§ **TASK GOAL**
Write out the listing in full, matching it word for word.

§ **TASK MATERIAL**
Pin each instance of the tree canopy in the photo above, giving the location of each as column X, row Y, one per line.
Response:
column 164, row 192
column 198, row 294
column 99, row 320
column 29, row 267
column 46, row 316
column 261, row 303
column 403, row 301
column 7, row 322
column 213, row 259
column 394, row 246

§ **ANSWER FOR THE TASK**
Pin each instance of the tree canopy in the photo above, giving the location of each as column X, row Y, one per line.
Response:
column 164, row 192
column 198, row 294
column 99, row 320
column 29, row 267
column 46, row 316
column 261, row 303
column 403, row 301
column 7, row 322
column 213, row 259
column 394, row 246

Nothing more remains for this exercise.